**Job:** Reproduce the lines from the one containing "For the evaluation set, tag each instance of the tomato" through the end of the material, inclusive, swapping "wicker" for "woven" and leaving everything else untouched.
● ● ● ● ● ● ●
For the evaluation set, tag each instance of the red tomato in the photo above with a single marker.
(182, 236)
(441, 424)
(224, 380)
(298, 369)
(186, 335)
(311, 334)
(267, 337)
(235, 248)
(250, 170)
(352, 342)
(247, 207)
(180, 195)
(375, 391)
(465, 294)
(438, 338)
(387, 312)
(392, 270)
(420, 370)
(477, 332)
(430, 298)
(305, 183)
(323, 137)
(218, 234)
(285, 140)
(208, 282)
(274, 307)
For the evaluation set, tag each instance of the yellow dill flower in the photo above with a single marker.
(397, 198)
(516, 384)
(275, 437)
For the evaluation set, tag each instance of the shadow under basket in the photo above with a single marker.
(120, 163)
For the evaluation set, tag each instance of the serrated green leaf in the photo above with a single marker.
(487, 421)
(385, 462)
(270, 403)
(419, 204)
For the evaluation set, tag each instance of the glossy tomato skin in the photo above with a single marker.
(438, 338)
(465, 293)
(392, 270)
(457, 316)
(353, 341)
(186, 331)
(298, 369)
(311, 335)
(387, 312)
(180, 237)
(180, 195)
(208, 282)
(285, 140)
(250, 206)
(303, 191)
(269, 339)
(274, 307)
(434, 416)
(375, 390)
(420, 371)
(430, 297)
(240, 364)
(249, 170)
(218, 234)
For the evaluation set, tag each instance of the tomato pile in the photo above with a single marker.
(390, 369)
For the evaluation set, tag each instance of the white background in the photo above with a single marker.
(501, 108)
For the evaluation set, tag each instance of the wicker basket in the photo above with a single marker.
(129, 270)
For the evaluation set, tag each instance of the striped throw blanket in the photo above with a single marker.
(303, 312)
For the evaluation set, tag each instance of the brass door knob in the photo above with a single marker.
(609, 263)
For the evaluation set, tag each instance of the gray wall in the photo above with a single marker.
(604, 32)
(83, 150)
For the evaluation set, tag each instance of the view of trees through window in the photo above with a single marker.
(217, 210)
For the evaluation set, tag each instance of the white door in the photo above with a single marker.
● ● ● ● ● ● ●
**Written response:**
For the evaluation set, tag each instance of the tomato pile in the photo above with a single marker.
(390, 369)
For the evaluation set, tag each instance of the white background in the photo above with a single marker.
(501, 108)
For the evaluation set, tag each instance of the woven basket in the photo above with a single marker.
(129, 270)
For the evaluation set, tag each instance of the striped throw blanket in the photo above with a single marker.
(303, 312)
For the evaluation set, tag each instance of the brass door knob in the photo above with a single marker.
(609, 263)
For the evaluation set, tag each instance of the gray wall in the photo above with a single marker.
(604, 32)
(83, 150)
For the evaluation set, tag each instance of the view of trees through window in the photo above with a single marker.
(217, 210)
For the evaluation set, tag each instance of the white door in the photo above with a single marker.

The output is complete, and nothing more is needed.